INSTRUCTIONS FOR THE TASK. Where an image occurs, skip it and print the rest of the records verbatim.

───── DATA EXTRACT ─────

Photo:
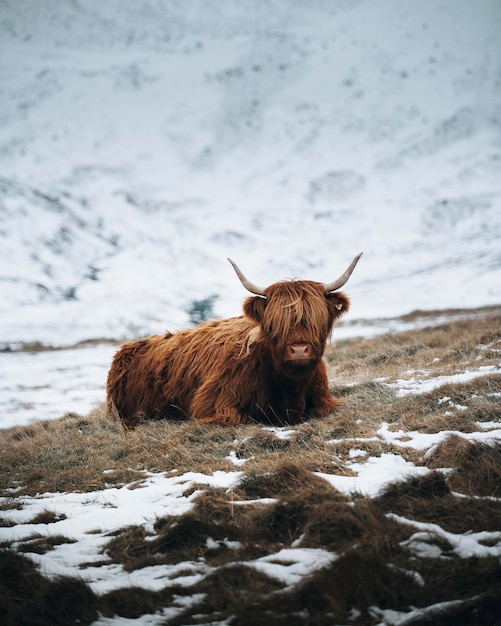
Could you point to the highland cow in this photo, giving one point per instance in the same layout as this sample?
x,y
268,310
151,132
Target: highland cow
x,y
265,366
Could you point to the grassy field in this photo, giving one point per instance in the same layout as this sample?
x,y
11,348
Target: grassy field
x,y
424,549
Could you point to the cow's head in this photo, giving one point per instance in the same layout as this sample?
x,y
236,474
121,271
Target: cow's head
x,y
296,317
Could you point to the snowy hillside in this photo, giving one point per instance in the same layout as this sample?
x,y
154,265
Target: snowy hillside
x,y
143,144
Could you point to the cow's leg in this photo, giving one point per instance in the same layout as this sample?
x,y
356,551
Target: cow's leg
x,y
214,403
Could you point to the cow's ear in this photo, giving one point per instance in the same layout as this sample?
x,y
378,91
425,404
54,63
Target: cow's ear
x,y
339,304
254,308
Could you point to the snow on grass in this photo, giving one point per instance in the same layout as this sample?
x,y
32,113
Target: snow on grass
x,y
91,517
374,474
422,382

─────

SOLUTION.
Photo:
Could you point to the highland cow in this photo, giving one point per instance in the same layout as this sample?
x,y
268,310
151,132
Target: highland cow
x,y
265,366
Could you point to the grassy field in this photo, giving one point per instance in the same layout as this sample?
x,y
11,348
Target: grassy field
x,y
424,549
Could you point to the cow's head in this photo, giving one point per instance in the same layout as this sample?
x,y
236,474
121,271
Target: cow's head
x,y
296,317
Could you point to the snowy hillside in this photo, giving one point per instance in the same layout as this sample?
x,y
154,265
Target: snowy hillside
x,y
143,144
Could you point to the cow's leg in this photo, giving one point per instance in the same layout as this sample?
x,y
356,551
Target: cow's leg
x,y
214,403
Could you point to the cow's ear in this photo, giving one point per instance in the same layout as this sample?
x,y
378,91
425,404
54,63
Target: cow's ear
x,y
339,304
254,308
Could you point to the snow on grass in this photo, giving one point per instance in the same layout as this sample?
x,y
32,113
Target: snow on grass
x,y
91,517
374,474
422,382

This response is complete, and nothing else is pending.